### Instruction
Transcribe the records below line for line with no changes, and leave the pictures out of your answer.

### Image location labeling records

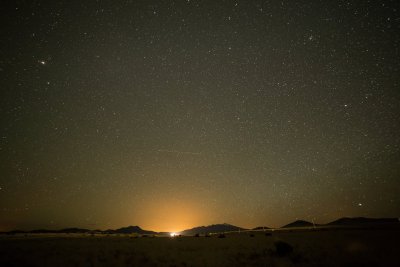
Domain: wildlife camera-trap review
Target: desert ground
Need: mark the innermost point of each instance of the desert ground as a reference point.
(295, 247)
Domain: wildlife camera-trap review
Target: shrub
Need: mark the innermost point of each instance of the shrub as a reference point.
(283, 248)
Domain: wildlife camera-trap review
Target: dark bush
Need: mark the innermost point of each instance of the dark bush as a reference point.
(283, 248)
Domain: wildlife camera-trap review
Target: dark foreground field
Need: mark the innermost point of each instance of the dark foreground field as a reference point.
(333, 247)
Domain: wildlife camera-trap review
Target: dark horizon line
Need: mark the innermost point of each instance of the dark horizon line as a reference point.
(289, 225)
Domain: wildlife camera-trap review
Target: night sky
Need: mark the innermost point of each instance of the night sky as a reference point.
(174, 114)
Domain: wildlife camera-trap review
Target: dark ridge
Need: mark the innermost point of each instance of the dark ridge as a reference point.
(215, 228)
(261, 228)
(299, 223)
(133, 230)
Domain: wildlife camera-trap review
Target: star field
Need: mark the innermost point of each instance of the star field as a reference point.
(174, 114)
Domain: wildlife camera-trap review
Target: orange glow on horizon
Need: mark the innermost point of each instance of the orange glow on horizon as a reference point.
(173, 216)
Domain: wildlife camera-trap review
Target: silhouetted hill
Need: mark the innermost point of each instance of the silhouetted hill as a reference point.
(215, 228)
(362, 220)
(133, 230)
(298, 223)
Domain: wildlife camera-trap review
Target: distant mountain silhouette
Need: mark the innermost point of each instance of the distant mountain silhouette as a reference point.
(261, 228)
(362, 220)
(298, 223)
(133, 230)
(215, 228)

### Response to this task
Domain: wildlife camera-trap review
Target: desert ground
Need: mark the innermost point of each instance of the desert ground as a reference point.
(295, 247)
Domain: wildlife camera-trap review
Target: shrub
Need: mark the innermost point of each instance of the shrub as a reference point.
(283, 248)
Domain: wildlife camera-trap review
Target: dark bush
Need: mark the innermost point of each instance of the dark bush as a reference point.
(283, 248)
Domain: wildlife camera-trap review
Target: dark foreground field
Need: mark the innermost point of each instance of the dark foreground field as a reference point.
(333, 247)
Domain: wildlife camera-trap review
Target: dark horizon line
Need: mark the innermost point of each instance of the dark horizon line as a reference point.
(289, 225)
Domain: wildlife camera-trap review
Target: night sky
Need: mark the innermost point of each instance of the night sky as a reference point.
(174, 114)
Domain: wildlife camera-trap review
Target: dark ridge
Need: mark the innermost point of each instance of the dark ridge as a reference point.
(215, 228)
(261, 228)
(299, 223)
(133, 230)
Domain: wildlife camera-trap review
Target: star field
Need: mark the innermost point of each instance of the star field as a reference point.
(174, 114)
Domain: wildlife camera-trap review
Target: orange glow on horizon
Need: mark the innermost point of each instance of the orange glow on horizon as a reference point.
(173, 216)
Domain: wildlife camera-trap review
Target: silhouetted hill
Need: mark the innermost point of each instance of the silhouetted hill as a reference point.
(215, 228)
(362, 220)
(133, 230)
(298, 223)
Domain: wildlife camera-trap review
Target: distant mountain silhouette
Need: mark the innermost point of each instance of the distant mountain silhouette as a reference point.
(261, 228)
(362, 220)
(298, 223)
(133, 230)
(215, 228)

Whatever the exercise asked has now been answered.